His passion — some might call it an obsession — with wood ducks began as a youngster. He grew up in Minneapolis in a hunting family, and spent summers on Green Lake near New London, where his father grew up. His dad eventually bought 80 acres nearby “so the family would always have a place to hunt,” Strand said.

Later, Roger Strand added to the acreage and now lives there with his wife, Kay, still hunting waters that he first hunted in junior high. He erected his first wood duck box there in 1956.

“I thought we had to do something,” he said. “The newspapers talked about wood ducks coming back from the brink of extinction, and you could help them by putting up boxes.”

So he did, one after another. Ten years ago, the tally hit 100.

But over the years, Strand learned what worked and what didn’t. Wood duck boxes nailed to trees were death traps.

“I found a dead hen in a box, and a gray squirrel was still in there with its litter,” he said. “That taught me a lesson.”

He learned that legendary Illinois waterfowl biologist Frank Bellrose, a pioneer in waterfowl management, recommended metal guards to prevent predators such as raccoons, mink and squirrels from destroying eggs and ducks.

Placed on a post away from low-hanging branches and with a metal predator guard, the boxes offer wood ducks safe nesting.

Strand got religion, and now he spreads the gospel.

“For over 30 years since I started using predator guards, I’ve had no mammalian predation of wood ducks in a box,” he said.

And with the predator guards, the boxes can be placed just a few feet from the ground, making them safer to install and easier to check, clean and observe ducks and ducklings. Strand builds his own wood duck boxes from cedar, and his local Waterfowl Association chapter helps market the metal guards.

Material supplied:
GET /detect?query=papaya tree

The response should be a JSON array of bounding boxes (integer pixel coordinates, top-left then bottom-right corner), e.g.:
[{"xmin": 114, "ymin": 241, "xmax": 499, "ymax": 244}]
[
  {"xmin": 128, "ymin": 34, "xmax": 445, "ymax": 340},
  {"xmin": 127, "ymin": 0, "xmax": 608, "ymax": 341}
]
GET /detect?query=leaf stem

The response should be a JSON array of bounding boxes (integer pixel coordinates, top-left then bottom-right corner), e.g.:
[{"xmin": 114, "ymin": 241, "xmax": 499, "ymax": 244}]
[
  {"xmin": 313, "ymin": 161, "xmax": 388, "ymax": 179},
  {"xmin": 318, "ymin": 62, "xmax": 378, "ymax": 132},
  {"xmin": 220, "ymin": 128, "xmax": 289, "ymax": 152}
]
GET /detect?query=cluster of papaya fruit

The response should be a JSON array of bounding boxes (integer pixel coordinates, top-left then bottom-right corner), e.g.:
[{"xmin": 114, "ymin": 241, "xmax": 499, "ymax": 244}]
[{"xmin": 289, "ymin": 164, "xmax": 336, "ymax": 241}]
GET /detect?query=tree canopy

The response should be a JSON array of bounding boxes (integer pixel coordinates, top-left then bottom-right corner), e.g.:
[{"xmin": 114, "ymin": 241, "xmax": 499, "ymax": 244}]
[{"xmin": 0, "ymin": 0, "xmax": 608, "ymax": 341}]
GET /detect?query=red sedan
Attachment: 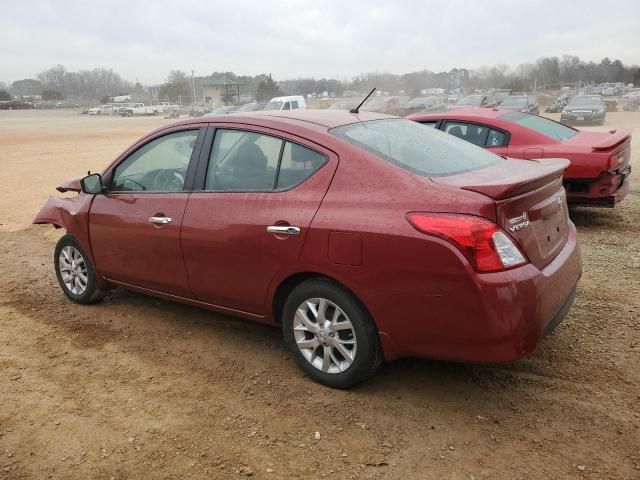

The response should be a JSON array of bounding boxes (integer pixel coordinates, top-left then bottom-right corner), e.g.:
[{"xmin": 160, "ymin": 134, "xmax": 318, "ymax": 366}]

What you are asked to do: Copy out the whole passage above about Roger Strand's wood duck boxes, word for word.

Solution for this exercise:
His passion — some might call it an obsession — with wood ducks began as a youngster. He grew up in Minneapolis in a hunting family, and spent summers on Green Lake near New London, where his father grew up. His dad eventually bought 80 acres nearby “so the family would always have a place to hunt,” Strand said.

Later, Roger Strand added to the acreage and now lives there with his wife, Kay, still hunting waters that he first hunted in junior high. He erected his first wood duck box there in 1956.

“I thought we had to do something,” he said. “The newspapers talked about wood ducks coming back from the brink of extinction, and you could help them by putting up boxes.”

So he did, one after another. Ten years ago, the tally hit 100.

But over the years, Strand learned what worked and what didn’t. Wood duck boxes nailed to trees were death traps.

“I found a dead hen in a box, and a gray squirrel was still in there with its litter,” he said. “That taught me a lesson.”

He learned that legendary Illinois waterfowl biologist Frank Bellrose, a pioneer in waterfowl management, recommended metal guards to prevent predators such as raccoons, mink and squirrels from destroying eggs and ducks.

Placed on a post away from low-hanging branches and with a metal predator guard, the boxes offer wood ducks safe nesting.

Strand got religion, and now he spreads the gospel.

“For over 30 years since I started using predator guards, I’ve had no mammalian predation of wood ducks in a box,” he said.

And with the predator guards, the boxes can be placed just a few feet from the ground, making them safer to install and easier to check, clean and observe ducks and ducklings. Strand builds his own wood duck boxes from cedar, and his local Waterfowl Association chapter helps market the metal guards.